Text shown:
The race is woven around a storyline about finding King Kandy, the lost king of Candy Land. The board consists of a winding, linear track made of 134 spaces, most red, green, blue, yellow, orange, or purple. The remaining pink spaces are named locations, such as Candy Cane Forest and Gumdrop Mountain, or characters, such as Queen Frostine and Gramma Nutt.

Players take turns removing the top card from a stack, most of which show one of six colors, and then moving their marker ahead to the next space of that color. Some cards have two marks of a color, in which case the player moves the marker ahead to the second-next space of that color. The deck has one card for each named location, and drawing such a card moves a player directly to that board location. This move can be either forward or backward in the classic game. Backward moves can be ignored for younger players in the 2004 version of the game.

Prior to the 2006 edition, the board had three colored spaces marked with a dot. A player who lands on such a space must remain there and continue to draw one card per turn, but may not move ahead until they draw a card with the same color as that space. In the 2006 version, dot spaces were replaced with licorice spaces that cause the player landing on it simply to lose the next turn. Two shortcut paths are marked on the board; if a player lands on the space at the start of a shortcut, they may move directly to its end.

The game is won by landing on or passing the final square and thus reaching the goal of the Candy Castle. In the original version, that final square is purple, but the official rules specify that any card that would cause the player to advance past the last square wins the game. Many people, however, play with a rule that one must land exactly on the last square to win. The 2004 version changed the last space to rainbow color, meaning it applies to any color drawn by a player, which renders the rule superfluous.

In 2013, Candy Land was redesigned to have a spinner instead of cards, where the spinner included all outcomes that were previously on the cards. This change only lasted one year before the game reverted back to cards. As of 2025, the game uses cards to direct players' movements.

==Adaptations==
The Candy section of Toys "R" Us in New York City's Times Square maintained a Candy Land theme until losing its license for the characters in 2006. The theme included a colored pathway that mimicked the board for the game, several Candy Land characters, and candy-themed shelving and ceiling decorations.

Entries shown:
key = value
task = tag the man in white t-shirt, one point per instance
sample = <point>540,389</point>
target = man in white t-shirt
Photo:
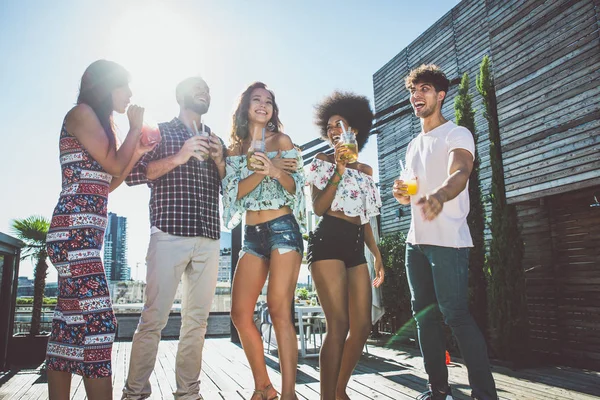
<point>437,247</point>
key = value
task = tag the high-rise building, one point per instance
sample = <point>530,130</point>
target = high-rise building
<point>225,258</point>
<point>115,249</point>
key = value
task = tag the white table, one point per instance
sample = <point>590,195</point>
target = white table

Assignment: Rewrite the Candy Land text between "The game is" and "direct players' movements.", inclusive, replacing "spinner" with "wheel".

Task solution:
The game is won by landing on or passing the final square and thus reaching the goal of the Candy Castle. In the original version, that final square is purple, but the official rules specify that any card that would cause the player to advance past the last square wins the game. Many people, however, play with a rule that one must land exactly on the last square to win. The 2004 version changed the last space to rainbow color, meaning it applies to any color drawn by a player, which renders the rule superfluous.

In 2013, Candy Land was redesigned to have a wheel instead of cards, where the wheel included all outcomes that were previously on the cards. This change only lasted one year before the game reverted back to cards. As of 2025, the game uses cards to direct players' movements.